### [Extract]
<<<<

Thread: Make the function continuous everywhere

1. Make the function continuous everywhere

I'm sorry to come back with another Calculus question, to those of you who see me asking often.

I'm trying to make the following function continuous.

$f(x) = -1$ if $x <= 0$

$ax+b$ if $0 < x < 1$

$1$ if $x >= 1$

I've seen simple examples which use limits to find the values but here I believe I would have to use the following limits, which will produce different values.

$\lim_{x \to -1} ax+b = -1$

$\lim_{x \to 1} ax+b = 1$

I honestly don't think this makes any sense.

2. Re: Make the function continuous everywhere

Originally Posted by vaironxxrd
I'm trying to make the following function continuous.
$f(x) = -1$ if $x <= 0$
$ax+b$ if $0 < x < 1$
$1$ if $x >= 1$
You need ${\lim _{x \to {0^ + }}}ax + b = - 1$ and ${\lim _{x \to {1^ - }}}ax + b = 1$

3. Re: Make the function continuous everywhere

Originally Posted by Plato
You need ${\lim _{x \to {0^ + }}}ax + b = - 1$ and ${\lim _{x \to {1^ - }}}ax + b = 1$
But that means we would get two answers?

>>>>

### [Given exercise 1]
Write out each piece of the piecewise function given in the thread's first post, along with the condition on x that goes with it.

### [Given records]
<<<<

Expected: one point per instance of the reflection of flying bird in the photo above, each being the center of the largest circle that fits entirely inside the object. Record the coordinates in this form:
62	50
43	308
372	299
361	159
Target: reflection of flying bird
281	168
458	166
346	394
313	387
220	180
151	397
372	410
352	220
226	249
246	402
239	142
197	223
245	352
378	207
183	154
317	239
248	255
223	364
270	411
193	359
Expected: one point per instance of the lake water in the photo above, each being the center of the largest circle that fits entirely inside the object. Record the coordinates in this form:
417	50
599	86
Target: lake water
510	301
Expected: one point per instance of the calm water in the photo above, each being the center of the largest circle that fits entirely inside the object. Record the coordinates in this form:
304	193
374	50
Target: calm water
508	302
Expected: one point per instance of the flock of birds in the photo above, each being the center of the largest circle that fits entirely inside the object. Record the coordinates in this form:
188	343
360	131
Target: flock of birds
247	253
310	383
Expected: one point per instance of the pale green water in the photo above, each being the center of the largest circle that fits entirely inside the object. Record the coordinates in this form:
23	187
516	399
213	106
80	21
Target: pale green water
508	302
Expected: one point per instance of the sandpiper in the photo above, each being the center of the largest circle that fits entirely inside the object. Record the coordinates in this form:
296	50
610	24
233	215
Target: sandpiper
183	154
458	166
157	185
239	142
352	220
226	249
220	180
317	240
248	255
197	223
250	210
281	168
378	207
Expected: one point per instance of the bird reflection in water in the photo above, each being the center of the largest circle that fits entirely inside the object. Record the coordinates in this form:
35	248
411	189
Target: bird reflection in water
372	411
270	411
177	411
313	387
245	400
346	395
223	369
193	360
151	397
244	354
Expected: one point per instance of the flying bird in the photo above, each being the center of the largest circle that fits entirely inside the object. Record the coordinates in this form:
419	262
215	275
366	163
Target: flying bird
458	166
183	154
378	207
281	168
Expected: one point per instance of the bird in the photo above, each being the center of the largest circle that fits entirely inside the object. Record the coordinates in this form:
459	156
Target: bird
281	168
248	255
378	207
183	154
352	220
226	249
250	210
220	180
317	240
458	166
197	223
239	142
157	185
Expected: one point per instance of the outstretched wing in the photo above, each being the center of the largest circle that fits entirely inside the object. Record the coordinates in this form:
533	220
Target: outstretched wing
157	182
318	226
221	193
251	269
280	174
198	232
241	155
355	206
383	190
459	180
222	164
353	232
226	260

>>>>

### [Given exercise 2]
Substitute "feather" for "wing" in the entries, covering the stretch from the line containing "Expected: one point per instance of the outstretched" through the end of the entries, and leave everything else unchanged.

### [Answer 1]
-1 if x <= 0
ax+b if 0 < x < 1
1 if x >= 1

### [Answer 2]
Expected: one point per instance of the outstretched feather in the photo above, each being the center of the largest circle that fits entirely inside the object. Record the coordinates in this form:
533	220
Target: outstretched feather
157	182
318	226
221	193
251	269
280	174
198	232
241	155
355	206
383	190
459	180
222	164
353	232
226	260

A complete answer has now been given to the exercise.